WORK INSTRUCTION –
Transcribe the data that follows, exactly and in full.

Spatial localization data –

Segment Open

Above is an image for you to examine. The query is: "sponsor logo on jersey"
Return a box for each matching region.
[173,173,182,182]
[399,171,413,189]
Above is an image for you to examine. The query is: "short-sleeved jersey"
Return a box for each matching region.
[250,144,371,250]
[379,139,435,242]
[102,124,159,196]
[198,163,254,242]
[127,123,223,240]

Segment Closed

TASK ANSWER –
Above is an image for you to examine. The query is: "sponsor logo on jersey"
Return a box for each matching region.
[173,173,182,182]
[399,171,413,189]
Above is an image for you to examine. The query is: "short-sleeved jersey"
Return a box for each matching region.
[250,144,371,250]
[379,139,435,242]
[102,124,159,196]
[198,163,254,242]
[127,123,223,240]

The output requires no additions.